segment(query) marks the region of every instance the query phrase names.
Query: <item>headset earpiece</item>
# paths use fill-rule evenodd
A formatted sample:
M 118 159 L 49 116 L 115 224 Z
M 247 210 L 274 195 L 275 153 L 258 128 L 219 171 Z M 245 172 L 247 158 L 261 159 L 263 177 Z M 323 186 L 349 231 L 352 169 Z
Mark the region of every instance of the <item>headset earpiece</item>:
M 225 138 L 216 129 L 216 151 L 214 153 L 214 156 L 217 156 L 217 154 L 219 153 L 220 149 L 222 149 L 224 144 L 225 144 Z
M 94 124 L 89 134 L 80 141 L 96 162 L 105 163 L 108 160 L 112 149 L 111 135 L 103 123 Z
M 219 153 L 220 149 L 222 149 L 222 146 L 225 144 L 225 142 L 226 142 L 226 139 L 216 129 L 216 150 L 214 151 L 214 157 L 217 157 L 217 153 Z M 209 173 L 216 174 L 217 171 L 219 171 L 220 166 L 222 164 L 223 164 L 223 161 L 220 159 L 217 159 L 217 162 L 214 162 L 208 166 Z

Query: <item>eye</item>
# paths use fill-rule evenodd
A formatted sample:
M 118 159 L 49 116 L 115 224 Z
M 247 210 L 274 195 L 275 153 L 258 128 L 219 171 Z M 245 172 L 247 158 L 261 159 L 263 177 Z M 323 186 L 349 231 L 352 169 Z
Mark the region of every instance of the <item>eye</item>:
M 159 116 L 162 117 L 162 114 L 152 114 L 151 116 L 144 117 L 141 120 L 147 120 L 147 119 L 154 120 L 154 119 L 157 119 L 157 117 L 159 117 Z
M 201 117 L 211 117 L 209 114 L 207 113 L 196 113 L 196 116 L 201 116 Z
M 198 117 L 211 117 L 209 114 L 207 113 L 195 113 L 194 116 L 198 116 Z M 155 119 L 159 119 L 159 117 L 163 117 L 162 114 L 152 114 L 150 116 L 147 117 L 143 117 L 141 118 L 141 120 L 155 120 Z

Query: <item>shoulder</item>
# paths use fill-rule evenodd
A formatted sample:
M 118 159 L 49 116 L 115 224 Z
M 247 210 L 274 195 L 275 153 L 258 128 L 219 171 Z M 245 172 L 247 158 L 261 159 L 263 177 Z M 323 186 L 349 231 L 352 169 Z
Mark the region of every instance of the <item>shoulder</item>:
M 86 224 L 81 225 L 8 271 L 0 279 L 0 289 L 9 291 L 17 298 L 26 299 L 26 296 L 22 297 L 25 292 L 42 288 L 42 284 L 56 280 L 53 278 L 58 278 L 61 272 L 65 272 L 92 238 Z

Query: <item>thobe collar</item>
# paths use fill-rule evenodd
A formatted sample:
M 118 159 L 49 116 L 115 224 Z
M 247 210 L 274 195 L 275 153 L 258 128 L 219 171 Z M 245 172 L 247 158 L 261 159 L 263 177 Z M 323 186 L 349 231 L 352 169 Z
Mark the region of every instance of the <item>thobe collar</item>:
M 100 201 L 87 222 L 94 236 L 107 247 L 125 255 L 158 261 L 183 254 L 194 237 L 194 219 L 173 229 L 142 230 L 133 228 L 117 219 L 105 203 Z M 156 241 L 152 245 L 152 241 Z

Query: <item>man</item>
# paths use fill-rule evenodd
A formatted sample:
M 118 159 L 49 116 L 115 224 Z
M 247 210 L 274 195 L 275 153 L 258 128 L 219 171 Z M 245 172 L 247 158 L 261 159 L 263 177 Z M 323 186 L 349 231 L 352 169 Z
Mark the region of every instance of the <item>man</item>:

------------------------------------------------------------------------

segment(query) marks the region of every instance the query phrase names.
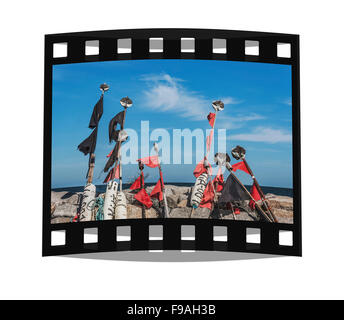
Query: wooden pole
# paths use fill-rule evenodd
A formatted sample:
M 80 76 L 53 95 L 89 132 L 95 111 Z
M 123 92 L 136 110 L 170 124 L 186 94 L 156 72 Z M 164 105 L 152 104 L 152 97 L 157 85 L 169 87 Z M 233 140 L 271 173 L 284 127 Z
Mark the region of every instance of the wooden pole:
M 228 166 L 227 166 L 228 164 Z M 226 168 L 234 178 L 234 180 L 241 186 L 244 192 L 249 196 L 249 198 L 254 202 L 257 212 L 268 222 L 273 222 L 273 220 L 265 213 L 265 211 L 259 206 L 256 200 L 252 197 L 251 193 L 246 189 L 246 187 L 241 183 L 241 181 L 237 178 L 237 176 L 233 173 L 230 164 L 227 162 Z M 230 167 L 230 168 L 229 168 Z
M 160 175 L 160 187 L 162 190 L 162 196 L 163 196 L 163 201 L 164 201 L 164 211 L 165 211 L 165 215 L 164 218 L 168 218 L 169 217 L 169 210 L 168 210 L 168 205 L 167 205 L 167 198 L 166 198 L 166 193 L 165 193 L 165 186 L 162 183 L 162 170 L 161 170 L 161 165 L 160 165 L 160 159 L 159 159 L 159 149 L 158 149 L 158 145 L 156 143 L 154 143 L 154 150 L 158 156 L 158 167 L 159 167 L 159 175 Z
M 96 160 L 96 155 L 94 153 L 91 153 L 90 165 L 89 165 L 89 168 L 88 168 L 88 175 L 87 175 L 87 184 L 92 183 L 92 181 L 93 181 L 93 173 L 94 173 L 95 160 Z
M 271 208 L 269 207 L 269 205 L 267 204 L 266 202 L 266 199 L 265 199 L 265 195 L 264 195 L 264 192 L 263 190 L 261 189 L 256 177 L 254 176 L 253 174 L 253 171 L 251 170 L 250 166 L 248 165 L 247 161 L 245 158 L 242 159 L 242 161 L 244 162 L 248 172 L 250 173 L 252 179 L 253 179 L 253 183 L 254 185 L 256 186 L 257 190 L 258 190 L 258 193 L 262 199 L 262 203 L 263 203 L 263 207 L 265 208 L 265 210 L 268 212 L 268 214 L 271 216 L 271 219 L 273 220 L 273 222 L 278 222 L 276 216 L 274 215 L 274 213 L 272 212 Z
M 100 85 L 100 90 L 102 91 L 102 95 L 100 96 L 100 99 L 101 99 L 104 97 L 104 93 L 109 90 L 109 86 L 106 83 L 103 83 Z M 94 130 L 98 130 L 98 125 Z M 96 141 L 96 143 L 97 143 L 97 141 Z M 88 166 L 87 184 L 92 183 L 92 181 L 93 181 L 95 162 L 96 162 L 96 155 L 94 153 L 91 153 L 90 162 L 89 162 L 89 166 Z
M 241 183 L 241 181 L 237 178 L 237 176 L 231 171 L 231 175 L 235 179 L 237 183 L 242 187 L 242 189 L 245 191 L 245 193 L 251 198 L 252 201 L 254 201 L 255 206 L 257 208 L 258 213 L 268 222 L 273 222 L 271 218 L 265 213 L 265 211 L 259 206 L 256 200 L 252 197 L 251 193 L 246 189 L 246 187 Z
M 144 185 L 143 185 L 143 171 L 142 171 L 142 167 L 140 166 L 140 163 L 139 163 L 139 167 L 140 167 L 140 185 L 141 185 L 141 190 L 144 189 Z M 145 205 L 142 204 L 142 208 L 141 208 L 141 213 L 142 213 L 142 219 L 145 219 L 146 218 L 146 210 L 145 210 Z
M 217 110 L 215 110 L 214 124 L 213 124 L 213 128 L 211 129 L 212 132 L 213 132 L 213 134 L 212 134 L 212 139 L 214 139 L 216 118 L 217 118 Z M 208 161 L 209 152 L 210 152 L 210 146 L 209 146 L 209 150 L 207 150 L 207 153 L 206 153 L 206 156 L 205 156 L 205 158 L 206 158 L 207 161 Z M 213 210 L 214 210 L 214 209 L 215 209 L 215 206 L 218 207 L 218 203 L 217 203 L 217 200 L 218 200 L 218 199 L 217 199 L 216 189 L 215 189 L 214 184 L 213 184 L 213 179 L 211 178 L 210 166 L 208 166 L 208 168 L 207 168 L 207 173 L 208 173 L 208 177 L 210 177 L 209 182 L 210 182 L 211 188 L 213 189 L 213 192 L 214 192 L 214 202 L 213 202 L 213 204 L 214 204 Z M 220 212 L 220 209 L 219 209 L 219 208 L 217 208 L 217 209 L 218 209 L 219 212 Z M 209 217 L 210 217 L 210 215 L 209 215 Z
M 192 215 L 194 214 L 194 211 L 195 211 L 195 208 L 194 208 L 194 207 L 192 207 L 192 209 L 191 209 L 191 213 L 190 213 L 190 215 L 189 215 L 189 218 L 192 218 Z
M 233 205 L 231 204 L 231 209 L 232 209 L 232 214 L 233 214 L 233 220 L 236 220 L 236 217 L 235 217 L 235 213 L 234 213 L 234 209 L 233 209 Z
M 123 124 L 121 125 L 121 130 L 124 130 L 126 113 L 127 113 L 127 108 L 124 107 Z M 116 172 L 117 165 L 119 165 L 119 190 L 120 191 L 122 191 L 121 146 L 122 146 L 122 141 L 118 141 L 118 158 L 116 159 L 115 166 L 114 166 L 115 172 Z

------------------------------------------------------------------------

Work task ▸
In the listing above, find the line with "M 80 76 L 53 95 L 89 132 L 95 111 Z" and the line with "M 123 92 L 136", then reproduce both and every line between them exactly.

Result of the exercise ▸
M 80 76 L 53 95 L 89 132 L 95 111 Z
M 123 92 L 136 110 L 170 124 L 186 94 L 156 72 Z M 164 105 L 152 104 L 152 97 L 157 85 L 169 87 Z M 233 140 L 271 173 L 284 127 Z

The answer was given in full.